Stored records

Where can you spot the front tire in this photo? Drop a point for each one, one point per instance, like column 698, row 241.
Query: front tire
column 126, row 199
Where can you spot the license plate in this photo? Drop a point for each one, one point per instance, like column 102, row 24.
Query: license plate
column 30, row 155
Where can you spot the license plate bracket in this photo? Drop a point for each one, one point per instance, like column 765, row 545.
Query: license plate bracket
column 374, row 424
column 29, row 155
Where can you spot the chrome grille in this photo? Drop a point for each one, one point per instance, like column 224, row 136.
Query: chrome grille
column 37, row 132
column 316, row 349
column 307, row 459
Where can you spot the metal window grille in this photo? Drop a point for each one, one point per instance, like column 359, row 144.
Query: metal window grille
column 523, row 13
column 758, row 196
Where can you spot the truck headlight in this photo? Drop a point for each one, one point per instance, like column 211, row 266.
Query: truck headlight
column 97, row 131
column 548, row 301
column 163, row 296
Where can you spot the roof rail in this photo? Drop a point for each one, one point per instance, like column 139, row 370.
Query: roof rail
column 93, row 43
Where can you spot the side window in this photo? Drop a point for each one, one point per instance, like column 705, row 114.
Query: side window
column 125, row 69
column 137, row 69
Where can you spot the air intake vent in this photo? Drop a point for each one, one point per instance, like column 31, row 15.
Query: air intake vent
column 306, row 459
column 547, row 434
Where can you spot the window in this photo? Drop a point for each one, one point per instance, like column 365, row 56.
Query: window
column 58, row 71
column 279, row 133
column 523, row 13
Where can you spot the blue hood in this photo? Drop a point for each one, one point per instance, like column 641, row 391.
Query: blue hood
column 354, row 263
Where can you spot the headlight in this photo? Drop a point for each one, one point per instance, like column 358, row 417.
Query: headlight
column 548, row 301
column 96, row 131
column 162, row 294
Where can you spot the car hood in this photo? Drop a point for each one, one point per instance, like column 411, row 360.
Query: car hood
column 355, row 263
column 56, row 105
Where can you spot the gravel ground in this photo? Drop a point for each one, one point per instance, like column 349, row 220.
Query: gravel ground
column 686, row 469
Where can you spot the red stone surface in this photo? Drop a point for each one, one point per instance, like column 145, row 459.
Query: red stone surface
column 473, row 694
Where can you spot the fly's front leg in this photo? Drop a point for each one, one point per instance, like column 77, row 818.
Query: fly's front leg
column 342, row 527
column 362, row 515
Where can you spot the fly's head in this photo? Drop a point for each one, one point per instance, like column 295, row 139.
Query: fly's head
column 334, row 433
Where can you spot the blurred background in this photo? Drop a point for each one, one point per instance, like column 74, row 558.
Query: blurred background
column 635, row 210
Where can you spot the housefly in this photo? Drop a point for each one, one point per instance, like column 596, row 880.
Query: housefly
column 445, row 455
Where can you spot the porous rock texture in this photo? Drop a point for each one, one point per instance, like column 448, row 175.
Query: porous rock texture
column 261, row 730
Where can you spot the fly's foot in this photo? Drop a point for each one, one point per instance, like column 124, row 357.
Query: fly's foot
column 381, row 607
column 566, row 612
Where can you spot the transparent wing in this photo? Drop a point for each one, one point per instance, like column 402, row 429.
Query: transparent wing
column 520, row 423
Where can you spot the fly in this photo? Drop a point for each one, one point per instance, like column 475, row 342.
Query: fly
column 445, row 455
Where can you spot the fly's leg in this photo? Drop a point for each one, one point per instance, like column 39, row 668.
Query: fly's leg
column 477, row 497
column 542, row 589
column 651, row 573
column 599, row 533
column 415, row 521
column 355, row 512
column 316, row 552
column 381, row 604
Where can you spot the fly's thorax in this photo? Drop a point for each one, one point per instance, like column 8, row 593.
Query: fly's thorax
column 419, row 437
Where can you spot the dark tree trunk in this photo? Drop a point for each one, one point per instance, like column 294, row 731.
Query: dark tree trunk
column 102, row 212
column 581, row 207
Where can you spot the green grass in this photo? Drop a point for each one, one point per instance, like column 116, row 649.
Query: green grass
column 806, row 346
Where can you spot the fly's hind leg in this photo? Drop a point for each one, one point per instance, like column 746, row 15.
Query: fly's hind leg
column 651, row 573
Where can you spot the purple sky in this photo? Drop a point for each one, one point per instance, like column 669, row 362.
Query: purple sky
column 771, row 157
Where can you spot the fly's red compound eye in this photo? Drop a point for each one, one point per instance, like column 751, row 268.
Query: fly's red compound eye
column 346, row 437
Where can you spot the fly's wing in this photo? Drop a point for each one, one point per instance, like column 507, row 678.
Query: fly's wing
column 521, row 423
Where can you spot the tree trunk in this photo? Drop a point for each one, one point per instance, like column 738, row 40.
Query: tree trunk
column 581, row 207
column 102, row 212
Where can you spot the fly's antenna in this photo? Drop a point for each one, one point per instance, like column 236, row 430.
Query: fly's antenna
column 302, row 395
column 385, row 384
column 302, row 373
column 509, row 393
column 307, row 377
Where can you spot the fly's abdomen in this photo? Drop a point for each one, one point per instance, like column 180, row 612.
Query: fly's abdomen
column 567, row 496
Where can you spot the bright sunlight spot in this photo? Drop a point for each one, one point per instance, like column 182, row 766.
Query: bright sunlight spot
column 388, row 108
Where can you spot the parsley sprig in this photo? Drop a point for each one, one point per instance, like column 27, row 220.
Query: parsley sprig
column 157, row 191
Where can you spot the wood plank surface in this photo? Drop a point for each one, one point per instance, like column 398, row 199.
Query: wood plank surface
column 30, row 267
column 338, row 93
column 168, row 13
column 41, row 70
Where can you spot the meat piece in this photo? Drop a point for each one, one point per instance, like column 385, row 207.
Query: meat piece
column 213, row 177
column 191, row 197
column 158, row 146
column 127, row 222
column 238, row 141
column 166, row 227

_Task to complete_:
Nothing beyond the lines from the start of the entries through the line with "Where can you spot the license plate in" should appear. Repeat those lines exactly, both ends included.

_Answer space_:
Where can you spot the front tire in this photo? Drop a point for each one, one point per instance, like column 698, row 241.
Query: front tire
column 126, row 199
Where can you spot the license plate in this photo? Drop a point for each one, one point per instance, like column 102, row 24.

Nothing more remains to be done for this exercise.